§ **Some records**
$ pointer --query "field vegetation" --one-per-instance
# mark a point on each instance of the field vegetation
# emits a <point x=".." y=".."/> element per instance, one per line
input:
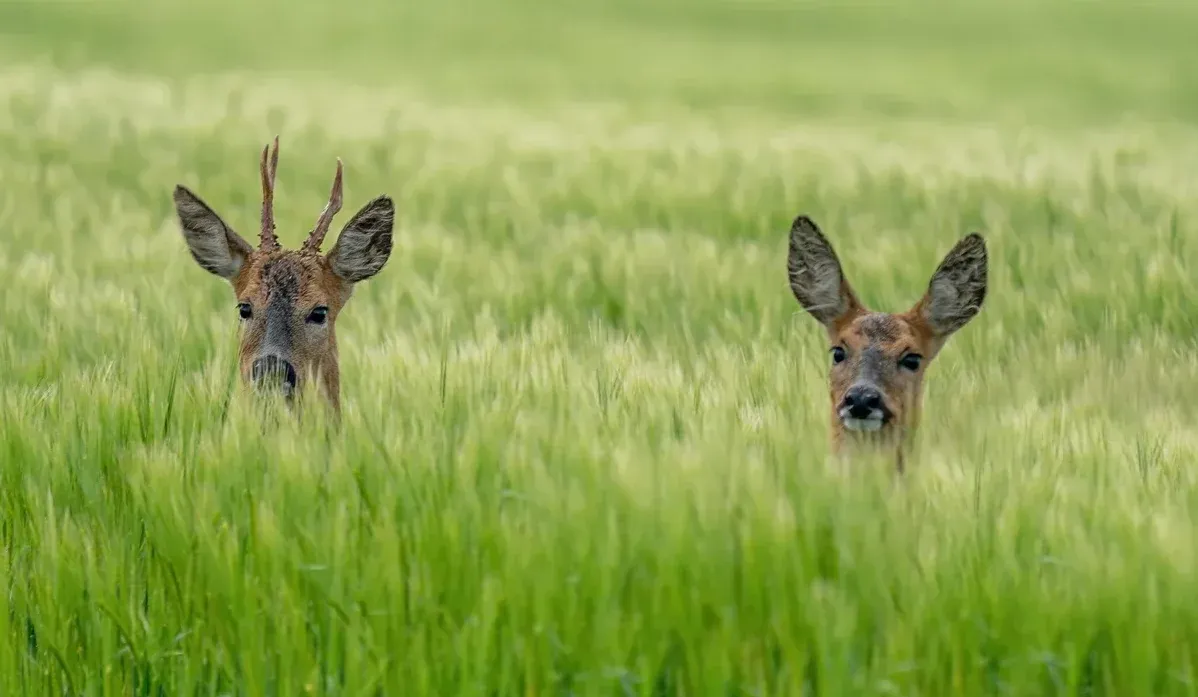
<point x="584" y="446"/>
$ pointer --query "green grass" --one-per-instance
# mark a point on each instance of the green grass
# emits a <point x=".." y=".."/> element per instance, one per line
<point x="584" y="442"/>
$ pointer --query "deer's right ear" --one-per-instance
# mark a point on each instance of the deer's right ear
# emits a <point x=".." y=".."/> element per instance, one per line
<point x="816" y="277"/>
<point x="213" y="244"/>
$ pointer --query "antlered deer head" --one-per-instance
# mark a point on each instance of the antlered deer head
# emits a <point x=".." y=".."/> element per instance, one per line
<point x="878" y="359"/>
<point x="288" y="301"/>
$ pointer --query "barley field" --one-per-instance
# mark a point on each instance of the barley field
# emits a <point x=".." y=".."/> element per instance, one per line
<point x="584" y="444"/>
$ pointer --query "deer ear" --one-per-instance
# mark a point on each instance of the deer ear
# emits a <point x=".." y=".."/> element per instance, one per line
<point x="364" y="243"/>
<point x="816" y="277"/>
<point x="213" y="244"/>
<point x="957" y="288"/>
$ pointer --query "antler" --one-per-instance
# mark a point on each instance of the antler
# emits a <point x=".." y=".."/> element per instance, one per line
<point x="268" y="241"/>
<point x="326" y="217"/>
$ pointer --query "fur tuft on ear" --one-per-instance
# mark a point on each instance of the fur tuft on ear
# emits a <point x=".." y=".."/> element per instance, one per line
<point x="364" y="243"/>
<point x="816" y="277"/>
<point x="212" y="243"/>
<point x="957" y="288"/>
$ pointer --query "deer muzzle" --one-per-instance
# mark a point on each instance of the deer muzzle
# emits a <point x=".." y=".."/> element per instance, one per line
<point x="273" y="373"/>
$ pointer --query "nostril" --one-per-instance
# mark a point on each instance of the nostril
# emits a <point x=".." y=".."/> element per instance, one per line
<point x="863" y="402"/>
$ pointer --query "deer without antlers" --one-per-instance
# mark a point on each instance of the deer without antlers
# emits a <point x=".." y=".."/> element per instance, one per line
<point x="289" y="299"/>
<point x="878" y="358"/>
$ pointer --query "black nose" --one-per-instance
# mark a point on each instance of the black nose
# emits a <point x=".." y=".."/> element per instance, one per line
<point x="271" y="369"/>
<point x="860" y="400"/>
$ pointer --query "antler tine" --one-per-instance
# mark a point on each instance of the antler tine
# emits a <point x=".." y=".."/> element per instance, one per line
<point x="316" y="237"/>
<point x="268" y="241"/>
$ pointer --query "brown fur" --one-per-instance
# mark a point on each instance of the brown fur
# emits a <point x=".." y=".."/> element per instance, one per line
<point x="284" y="288"/>
<point x="875" y="344"/>
<point x="307" y="282"/>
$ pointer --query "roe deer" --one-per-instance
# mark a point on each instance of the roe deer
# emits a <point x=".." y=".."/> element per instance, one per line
<point x="878" y="358"/>
<point x="289" y="299"/>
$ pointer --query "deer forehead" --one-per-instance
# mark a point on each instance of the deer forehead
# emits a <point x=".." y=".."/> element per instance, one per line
<point x="882" y="332"/>
<point x="289" y="276"/>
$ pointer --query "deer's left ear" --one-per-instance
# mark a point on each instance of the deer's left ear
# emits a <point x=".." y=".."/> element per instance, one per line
<point x="957" y="288"/>
<point x="364" y="243"/>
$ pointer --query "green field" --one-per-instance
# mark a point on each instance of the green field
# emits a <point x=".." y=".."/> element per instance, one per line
<point x="585" y="434"/>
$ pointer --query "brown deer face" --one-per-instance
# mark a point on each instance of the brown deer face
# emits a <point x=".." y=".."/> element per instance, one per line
<point x="288" y="301"/>
<point x="877" y="358"/>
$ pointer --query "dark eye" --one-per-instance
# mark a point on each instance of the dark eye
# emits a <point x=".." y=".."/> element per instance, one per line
<point x="318" y="315"/>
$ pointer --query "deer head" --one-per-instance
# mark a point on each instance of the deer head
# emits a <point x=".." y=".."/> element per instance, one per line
<point x="878" y="359"/>
<point x="288" y="301"/>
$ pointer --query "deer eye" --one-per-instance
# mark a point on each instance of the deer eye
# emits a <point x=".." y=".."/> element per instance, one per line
<point x="318" y="315"/>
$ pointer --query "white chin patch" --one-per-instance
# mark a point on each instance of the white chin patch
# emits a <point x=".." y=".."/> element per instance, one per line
<point x="870" y="424"/>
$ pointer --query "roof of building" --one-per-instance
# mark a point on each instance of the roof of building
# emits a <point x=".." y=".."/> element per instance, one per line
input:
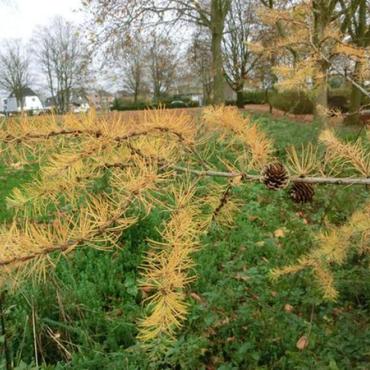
<point x="25" y="92"/>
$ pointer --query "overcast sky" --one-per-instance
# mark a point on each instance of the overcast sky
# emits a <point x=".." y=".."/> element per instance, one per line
<point x="18" y="18"/>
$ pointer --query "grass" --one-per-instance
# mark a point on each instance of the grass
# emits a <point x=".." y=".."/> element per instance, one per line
<point x="84" y="316"/>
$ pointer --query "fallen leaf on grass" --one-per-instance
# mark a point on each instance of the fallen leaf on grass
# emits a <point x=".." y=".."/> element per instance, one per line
<point x="288" y="308"/>
<point x="302" y="343"/>
<point x="279" y="233"/>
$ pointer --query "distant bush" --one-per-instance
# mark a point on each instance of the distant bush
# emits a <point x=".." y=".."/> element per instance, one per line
<point x="292" y="101"/>
<point x="120" y="105"/>
<point x="230" y="102"/>
<point x="254" y="97"/>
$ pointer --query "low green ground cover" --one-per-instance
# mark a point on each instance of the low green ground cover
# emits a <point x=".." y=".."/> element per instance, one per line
<point x="84" y="316"/>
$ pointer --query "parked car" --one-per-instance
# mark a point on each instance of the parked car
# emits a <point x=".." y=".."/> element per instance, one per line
<point x="178" y="104"/>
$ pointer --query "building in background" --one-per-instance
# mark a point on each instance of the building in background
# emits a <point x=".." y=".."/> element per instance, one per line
<point x="100" y="99"/>
<point x="31" y="103"/>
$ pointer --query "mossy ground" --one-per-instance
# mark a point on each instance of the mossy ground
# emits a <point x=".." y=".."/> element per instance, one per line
<point x="84" y="316"/>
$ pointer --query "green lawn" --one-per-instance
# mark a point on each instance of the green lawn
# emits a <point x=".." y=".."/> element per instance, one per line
<point x="85" y="316"/>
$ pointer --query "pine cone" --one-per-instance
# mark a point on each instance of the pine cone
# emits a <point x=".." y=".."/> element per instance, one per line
<point x="302" y="192"/>
<point x="275" y="176"/>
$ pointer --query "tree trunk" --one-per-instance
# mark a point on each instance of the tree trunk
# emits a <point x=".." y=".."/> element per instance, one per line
<point x="217" y="29"/>
<point x="361" y="41"/>
<point x="240" y="98"/>
<point x="321" y="95"/>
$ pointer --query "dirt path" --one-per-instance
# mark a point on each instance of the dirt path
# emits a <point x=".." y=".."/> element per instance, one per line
<point x="264" y="108"/>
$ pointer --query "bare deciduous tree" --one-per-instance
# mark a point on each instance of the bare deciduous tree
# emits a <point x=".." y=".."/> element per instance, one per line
<point x="115" y="17"/>
<point x="200" y="58"/>
<point x="14" y="70"/>
<point x="162" y="63"/>
<point x="132" y="64"/>
<point x="63" y="58"/>
<point x="238" y="60"/>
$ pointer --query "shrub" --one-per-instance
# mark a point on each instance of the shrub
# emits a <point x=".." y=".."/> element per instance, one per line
<point x="297" y="102"/>
<point x="254" y="97"/>
<point x="339" y="99"/>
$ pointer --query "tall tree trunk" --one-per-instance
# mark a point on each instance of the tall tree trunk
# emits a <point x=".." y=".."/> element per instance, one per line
<point x="321" y="94"/>
<point x="356" y="97"/>
<point x="321" y="20"/>
<point x="217" y="28"/>
<point x="362" y="41"/>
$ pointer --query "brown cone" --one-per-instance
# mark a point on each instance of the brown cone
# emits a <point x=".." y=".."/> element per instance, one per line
<point x="302" y="192"/>
<point x="275" y="176"/>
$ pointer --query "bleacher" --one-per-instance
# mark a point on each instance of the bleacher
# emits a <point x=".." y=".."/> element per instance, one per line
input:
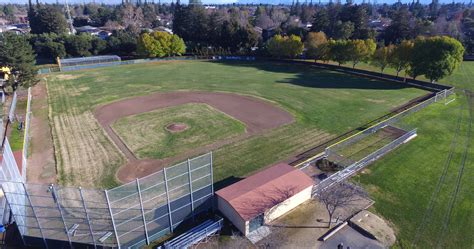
<point x="196" y="234"/>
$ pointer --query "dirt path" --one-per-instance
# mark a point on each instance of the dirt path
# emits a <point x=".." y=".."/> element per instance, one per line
<point x="256" y="114"/>
<point x="41" y="163"/>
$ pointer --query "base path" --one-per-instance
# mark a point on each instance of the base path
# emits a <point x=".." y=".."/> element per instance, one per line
<point x="258" y="115"/>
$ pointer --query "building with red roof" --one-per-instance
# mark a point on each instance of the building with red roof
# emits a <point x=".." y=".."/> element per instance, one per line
<point x="264" y="196"/>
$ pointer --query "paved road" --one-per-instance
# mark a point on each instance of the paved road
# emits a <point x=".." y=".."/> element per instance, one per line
<point x="351" y="238"/>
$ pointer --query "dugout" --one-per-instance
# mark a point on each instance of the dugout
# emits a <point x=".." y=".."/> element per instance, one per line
<point x="264" y="196"/>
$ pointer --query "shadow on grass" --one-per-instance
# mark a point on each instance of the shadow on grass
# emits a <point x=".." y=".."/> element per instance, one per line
<point x="288" y="226"/>
<point x="307" y="76"/>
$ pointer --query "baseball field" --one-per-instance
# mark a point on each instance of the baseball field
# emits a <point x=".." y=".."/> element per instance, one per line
<point x="114" y="124"/>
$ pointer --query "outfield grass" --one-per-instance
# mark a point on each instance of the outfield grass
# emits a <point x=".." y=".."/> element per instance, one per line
<point x="16" y="136"/>
<point x="403" y="183"/>
<point x="324" y="104"/>
<point x="146" y="134"/>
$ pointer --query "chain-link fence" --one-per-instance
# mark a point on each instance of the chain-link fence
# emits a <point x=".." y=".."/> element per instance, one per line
<point x="88" y="60"/>
<point x="357" y="166"/>
<point x="26" y="135"/>
<point x="127" y="216"/>
<point x="440" y="96"/>
<point x="9" y="172"/>
<point x="138" y="61"/>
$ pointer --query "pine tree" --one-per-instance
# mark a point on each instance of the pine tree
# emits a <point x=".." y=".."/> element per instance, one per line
<point x="17" y="54"/>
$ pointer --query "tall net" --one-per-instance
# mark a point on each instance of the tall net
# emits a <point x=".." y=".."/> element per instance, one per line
<point x="130" y="215"/>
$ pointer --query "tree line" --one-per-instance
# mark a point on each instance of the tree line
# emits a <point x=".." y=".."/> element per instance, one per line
<point x="433" y="57"/>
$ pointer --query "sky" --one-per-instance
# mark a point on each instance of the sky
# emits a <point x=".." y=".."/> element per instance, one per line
<point x="223" y="1"/>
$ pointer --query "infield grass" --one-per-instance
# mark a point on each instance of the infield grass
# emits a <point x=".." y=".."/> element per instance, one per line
<point x="146" y="134"/>
<point x="324" y="104"/>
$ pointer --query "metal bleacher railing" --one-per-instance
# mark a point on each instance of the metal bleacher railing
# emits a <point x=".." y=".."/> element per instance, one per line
<point x="196" y="234"/>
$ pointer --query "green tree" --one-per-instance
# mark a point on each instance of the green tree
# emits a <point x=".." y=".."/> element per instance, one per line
<point x="381" y="57"/>
<point x="399" y="29"/>
<point x="321" y="21"/>
<point x="48" y="46"/>
<point x="315" y="45"/>
<point x="285" y="46"/>
<point x="401" y="56"/>
<point x="123" y="42"/>
<point x="47" y="19"/>
<point x="97" y="45"/>
<point x="339" y="51"/>
<point x="436" y="57"/>
<point x="160" y="44"/>
<point x="360" y="50"/>
<point x="78" y="45"/>
<point x="17" y="54"/>
<point x="343" y="30"/>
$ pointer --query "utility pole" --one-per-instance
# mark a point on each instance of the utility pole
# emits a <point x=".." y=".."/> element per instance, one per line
<point x="69" y="18"/>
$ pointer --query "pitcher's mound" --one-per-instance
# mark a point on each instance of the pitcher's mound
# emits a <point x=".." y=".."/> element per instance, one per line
<point x="176" y="127"/>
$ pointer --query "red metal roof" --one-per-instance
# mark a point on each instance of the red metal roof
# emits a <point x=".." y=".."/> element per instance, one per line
<point x="259" y="192"/>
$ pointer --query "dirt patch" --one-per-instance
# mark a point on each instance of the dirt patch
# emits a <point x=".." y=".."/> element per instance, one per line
<point x="41" y="163"/>
<point x="174" y="128"/>
<point x="67" y="77"/>
<point x="375" y="226"/>
<point x="256" y="114"/>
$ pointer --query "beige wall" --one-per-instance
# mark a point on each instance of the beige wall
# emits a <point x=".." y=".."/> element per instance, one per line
<point x="230" y="213"/>
<point x="270" y="215"/>
<point x="288" y="205"/>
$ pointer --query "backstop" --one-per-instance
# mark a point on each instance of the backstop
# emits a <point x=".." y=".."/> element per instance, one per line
<point x="128" y="216"/>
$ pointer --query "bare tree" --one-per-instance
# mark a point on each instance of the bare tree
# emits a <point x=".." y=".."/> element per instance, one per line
<point x="340" y="195"/>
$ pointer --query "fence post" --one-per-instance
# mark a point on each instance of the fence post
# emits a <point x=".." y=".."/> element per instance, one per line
<point x="112" y="217"/>
<point x="168" y="200"/>
<point x="34" y="214"/>
<point x="191" y="187"/>
<point x="56" y="199"/>
<point x="11" y="211"/>
<point x="87" y="217"/>
<point x="143" y="213"/>
<point x="212" y="175"/>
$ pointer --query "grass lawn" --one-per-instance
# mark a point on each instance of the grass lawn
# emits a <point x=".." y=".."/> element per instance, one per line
<point x="16" y="136"/>
<point x="324" y="104"/>
<point x="406" y="184"/>
<point x="148" y="137"/>
<point x="367" y="145"/>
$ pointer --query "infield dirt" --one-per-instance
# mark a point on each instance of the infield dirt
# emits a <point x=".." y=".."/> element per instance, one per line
<point x="256" y="114"/>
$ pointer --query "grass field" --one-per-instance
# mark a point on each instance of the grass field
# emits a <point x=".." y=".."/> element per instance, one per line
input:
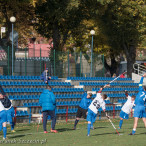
<point x="103" y="135"/>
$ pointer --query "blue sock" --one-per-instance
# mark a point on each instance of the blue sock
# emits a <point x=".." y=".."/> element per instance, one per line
<point x="120" y="123"/>
<point x="4" y="131"/>
<point x="88" y="128"/>
<point x="12" y="126"/>
<point x="133" y="131"/>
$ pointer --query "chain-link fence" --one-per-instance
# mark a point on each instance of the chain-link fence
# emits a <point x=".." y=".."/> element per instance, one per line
<point x="32" y="62"/>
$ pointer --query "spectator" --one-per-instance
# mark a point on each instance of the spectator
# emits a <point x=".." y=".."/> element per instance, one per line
<point x="48" y="103"/>
<point x="44" y="76"/>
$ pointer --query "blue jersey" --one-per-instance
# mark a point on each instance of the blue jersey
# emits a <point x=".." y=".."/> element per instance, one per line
<point x="141" y="96"/>
<point x="85" y="102"/>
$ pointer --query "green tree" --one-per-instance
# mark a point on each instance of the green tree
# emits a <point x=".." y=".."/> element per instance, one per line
<point x="122" y="22"/>
<point x="24" y="12"/>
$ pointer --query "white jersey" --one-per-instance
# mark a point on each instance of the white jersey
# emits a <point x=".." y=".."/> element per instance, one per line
<point x="128" y="105"/>
<point x="97" y="103"/>
<point x="1" y="107"/>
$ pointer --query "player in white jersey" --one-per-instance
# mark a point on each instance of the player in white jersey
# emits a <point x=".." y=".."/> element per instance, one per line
<point x="126" y="109"/>
<point x="3" y="118"/>
<point x="94" y="106"/>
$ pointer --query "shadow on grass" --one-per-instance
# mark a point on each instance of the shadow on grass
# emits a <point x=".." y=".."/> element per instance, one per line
<point x="137" y="127"/>
<point x="141" y="133"/>
<point x="64" y="129"/>
<point x="107" y="133"/>
<point x="100" y="127"/>
<point x="18" y="136"/>
<point x="18" y="130"/>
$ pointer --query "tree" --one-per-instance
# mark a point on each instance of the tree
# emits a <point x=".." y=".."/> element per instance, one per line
<point x="24" y="12"/>
<point x="56" y="18"/>
<point x="122" y="22"/>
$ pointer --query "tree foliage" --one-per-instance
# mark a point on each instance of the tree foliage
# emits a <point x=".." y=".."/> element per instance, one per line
<point x="24" y="12"/>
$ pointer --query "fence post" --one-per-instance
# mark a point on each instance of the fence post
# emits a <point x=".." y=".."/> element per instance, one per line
<point x="8" y="60"/>
<point x="25" y="61"/>
<point x="80" y="62"/>
<point x="40" y="62"/>
<point x="68" y="65"/>
<point x="103" y="64"/>
<point x="54" y="62"/>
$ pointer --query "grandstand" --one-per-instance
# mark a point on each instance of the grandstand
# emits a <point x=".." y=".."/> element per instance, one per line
<point x="24" y="92"/>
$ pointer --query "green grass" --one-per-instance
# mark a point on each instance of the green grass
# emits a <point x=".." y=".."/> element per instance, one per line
<point x="103" y="135"/>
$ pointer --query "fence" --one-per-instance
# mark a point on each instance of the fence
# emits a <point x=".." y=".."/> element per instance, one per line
<point x="29" y="62"/>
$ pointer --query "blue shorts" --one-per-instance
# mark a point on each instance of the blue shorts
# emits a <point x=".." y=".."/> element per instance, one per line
<point x="124" y="115"/>
<point x="91" y="116"/>
<point x="3" y="117"/>
<point x="139" y="112"/>
<point x="10" y="114"/>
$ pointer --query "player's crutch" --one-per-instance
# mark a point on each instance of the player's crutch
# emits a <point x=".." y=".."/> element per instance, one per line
<point x="113" y="126"/>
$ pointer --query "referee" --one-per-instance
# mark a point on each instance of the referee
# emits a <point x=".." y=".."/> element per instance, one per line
<point x="83" y="107"/>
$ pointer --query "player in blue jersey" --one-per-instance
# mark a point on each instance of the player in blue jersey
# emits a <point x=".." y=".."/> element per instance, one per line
<point x="3" y="118"/>
<point x="126" y="109"/>
<point x="83" y="107"/>
<point x="99" y="101"/>
<point x="8" y="108"/>
<point x="139" y="111"/>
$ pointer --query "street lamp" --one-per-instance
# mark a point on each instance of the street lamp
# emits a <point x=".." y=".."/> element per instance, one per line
<point x="92" y="32"/>
<point x="12" y="20"/>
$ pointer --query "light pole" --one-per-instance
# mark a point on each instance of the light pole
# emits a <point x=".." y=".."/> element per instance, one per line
<point x="92" y="32"/>
<point x="12" y="20"/>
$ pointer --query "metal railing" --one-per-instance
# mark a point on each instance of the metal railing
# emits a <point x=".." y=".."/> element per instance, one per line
<point x="139" y="69"/>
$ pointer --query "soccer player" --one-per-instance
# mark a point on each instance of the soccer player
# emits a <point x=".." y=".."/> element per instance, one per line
<point x="126" y="109"/>
<point x="48" y="103"/>
<point x="83" y="107"/>
<point x="9" y="109"/>
<point x="139" y="110"/>
<point x="94" y="106"/>
<point x="3" y="118"/>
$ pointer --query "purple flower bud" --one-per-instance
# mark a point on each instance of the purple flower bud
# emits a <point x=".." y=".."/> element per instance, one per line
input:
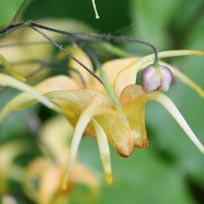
<point x="156" y="78"/>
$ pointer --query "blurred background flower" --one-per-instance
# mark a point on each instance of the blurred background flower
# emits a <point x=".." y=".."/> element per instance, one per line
<point x="170" y="170"/>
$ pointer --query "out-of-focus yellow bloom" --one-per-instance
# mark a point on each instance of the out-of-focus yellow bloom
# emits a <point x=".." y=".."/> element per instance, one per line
<point x="117" y="115"/>
<point x="43" y="176"/>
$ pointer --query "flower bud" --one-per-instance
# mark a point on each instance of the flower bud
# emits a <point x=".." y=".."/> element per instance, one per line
<point x="156" y="78"/>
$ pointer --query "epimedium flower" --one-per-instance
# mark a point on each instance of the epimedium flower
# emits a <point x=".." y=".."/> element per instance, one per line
<point x="52" y="164"/>
<point x="113" y="111"/>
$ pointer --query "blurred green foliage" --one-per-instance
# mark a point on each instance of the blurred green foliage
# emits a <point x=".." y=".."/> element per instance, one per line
<point x="170" y="170"/>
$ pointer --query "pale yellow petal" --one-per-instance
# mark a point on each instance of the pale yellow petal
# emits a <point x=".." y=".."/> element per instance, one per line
<point x="104" y="150"/>
<point x="92" y="110"/>
<point x="24" y="100"/>
<point x="133" y="100"/>
<point x="8" y="81"/>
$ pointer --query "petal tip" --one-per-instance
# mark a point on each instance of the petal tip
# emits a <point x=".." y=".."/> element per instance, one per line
<point x="109" y="178"/>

§ **EXERCISE DESCRIPTION**
How many lines in the data above contain the string "parked"? Reply with the number only.

§ **THE SOLUTION**
2